Continue the news report below on the Kiev protests against the government's turn from the European Union toward Russia, picking up after its final sentence and not after the listing that comes after it.

## TEXT BLOCK:
%%
Ukraine protests rage on, resolution elusive
KIEV, Ukraine -- The Ukrainian government showed no sign of yielding Wednesday as thousands of people continued to rally in Kiev against the decision to freeze ties with the European Union and get closer to Russia.
With President Viktor Yanukovych out of the country on an official trip to China, Prime Minister Mykola Azarov urged the opposition to end its blockade of government buildings and warned the western regions of the country - where protest strikes were announced - that they may be left without federal funding.Azarov survived a chaotic no-confidence vote in Parliament on Tuesday.
Law enforcement bodies have brought dozens of charges against demonstrators, and nine people remain in detention following Sunday's rally when several hundred thousand protested Yanukovych's decision and the use of force against a handful of peaceful demonstrators last month.
"We must decide all this in a calm environment. Not in the streets, but in a responsible dialogue," Azarov told a Cabinet meeting Wednesday.
Demonstrators have set up scores of tents on the square, the epicenter of protests against the Ukrainian government, and blocked several streets leading to it with tall barricades of wooden pallets and random material. Large piles of wood dot the square, fuel for fires that keep the demonstrators warm in the freezing temperatures."We are now defending ... 46 million people. Either they will defeat us, or we will defeat them," opposition leader Arseniy Yatsenyuk told reporters.
Last month, Yanukovych's government abruptly halted preparations to sign a key political and economic agreement with the EU and focus on ties with Russia instead. Russia has used strong economic pressure to derail the deal, unwilling to lose this former part of its empire to the West.
Anger is also growing about the status of nine demonstrators who were beaten and arrested when riot police violently dispersed protesters outside the presidential administration building on Sunday. Officials have said the action was in response to provocations by the demonstrators, but supporters of the arrested say radical nationalists were responsible.
%%
## ENTRIES SUPPLIED:
%%
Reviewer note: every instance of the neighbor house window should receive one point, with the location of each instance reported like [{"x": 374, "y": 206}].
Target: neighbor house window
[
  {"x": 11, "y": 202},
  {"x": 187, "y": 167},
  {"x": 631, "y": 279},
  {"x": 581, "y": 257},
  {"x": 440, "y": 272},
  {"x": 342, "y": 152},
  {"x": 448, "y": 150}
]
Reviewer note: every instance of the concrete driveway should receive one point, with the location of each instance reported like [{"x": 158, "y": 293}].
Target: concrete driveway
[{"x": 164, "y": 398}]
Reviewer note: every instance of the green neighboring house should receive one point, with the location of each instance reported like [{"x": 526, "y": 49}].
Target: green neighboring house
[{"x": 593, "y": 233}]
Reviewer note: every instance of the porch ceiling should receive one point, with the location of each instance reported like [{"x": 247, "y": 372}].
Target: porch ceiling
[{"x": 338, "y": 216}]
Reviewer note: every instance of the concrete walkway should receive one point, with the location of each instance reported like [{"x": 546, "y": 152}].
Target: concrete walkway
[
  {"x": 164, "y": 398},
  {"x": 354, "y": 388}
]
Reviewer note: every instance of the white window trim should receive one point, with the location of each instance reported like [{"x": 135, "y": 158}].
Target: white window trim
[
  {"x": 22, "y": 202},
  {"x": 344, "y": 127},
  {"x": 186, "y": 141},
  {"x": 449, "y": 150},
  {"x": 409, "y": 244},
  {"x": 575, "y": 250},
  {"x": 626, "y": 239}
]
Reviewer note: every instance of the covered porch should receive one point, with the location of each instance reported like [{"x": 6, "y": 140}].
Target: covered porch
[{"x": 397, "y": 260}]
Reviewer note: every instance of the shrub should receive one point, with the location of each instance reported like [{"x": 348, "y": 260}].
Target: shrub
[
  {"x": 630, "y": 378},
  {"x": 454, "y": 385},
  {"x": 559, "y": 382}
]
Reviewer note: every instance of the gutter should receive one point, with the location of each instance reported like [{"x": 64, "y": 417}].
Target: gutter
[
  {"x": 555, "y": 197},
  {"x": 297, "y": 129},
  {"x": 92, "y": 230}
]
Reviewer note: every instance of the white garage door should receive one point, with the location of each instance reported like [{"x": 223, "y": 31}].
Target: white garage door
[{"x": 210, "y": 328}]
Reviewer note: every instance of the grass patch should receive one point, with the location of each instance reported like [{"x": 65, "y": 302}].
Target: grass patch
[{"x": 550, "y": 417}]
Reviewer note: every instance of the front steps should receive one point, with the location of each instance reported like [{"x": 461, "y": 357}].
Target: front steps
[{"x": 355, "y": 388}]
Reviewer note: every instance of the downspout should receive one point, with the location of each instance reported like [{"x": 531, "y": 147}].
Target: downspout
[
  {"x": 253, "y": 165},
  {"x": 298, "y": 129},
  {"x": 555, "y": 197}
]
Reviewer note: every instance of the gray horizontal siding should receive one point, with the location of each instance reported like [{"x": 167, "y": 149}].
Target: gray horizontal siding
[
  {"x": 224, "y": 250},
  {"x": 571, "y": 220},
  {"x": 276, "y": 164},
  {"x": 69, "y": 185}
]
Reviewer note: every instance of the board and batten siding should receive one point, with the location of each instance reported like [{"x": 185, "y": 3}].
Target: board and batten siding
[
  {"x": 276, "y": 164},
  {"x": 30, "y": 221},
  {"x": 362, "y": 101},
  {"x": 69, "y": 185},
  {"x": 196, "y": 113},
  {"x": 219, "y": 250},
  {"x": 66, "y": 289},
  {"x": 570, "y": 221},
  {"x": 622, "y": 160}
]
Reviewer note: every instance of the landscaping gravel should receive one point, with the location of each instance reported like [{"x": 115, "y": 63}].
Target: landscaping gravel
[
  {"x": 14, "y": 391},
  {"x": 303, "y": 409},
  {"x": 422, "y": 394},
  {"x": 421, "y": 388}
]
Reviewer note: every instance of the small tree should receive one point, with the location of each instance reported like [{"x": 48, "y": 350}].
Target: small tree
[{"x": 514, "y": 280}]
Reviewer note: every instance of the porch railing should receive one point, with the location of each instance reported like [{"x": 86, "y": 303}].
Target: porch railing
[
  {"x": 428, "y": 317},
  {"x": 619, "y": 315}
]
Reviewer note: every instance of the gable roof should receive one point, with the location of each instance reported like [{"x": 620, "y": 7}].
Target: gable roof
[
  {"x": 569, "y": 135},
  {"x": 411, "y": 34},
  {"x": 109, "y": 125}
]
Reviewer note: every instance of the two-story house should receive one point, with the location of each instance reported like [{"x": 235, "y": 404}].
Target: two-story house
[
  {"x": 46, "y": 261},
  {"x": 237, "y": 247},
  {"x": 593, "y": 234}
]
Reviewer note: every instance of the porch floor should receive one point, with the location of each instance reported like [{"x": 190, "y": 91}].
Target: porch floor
%%
## RESPONSE AREA:
Six of those arrested are in intensive care and three others are in jail medical units, their relatives told a news conference on Wednesday and they complained the men have been denied adequate legal help.
"They didn't even allow us to send him a lawyer," said Yana Stepanova, the fiancée of Mykola Lazarovskyi, one of those in intensive care.
She said she had lost touch by telephone with him during the demonstration on Sunday, then heard from friends that riot police had routed the protesters.
Hours later, he called and "he said just two words, that he was in the hospital," she said.
Supporters of those arrested say state lawyers who had not met the defendants represented the arrested at court hearings and alleged that independent lawyers are being intimidated against taking any of the cases. The arrested face a possible seven years in prison if convicted of charges of organizing mass protests.
Nina Bolotova, whose husband Yuri was among those and beaten, sarcastically cast doubt on authorities' claim that the arrested were the organizers of the provocations.
"It's interesting to me that out of so many people, the law-enforcement agencies were able to detain the specific organizers," she said.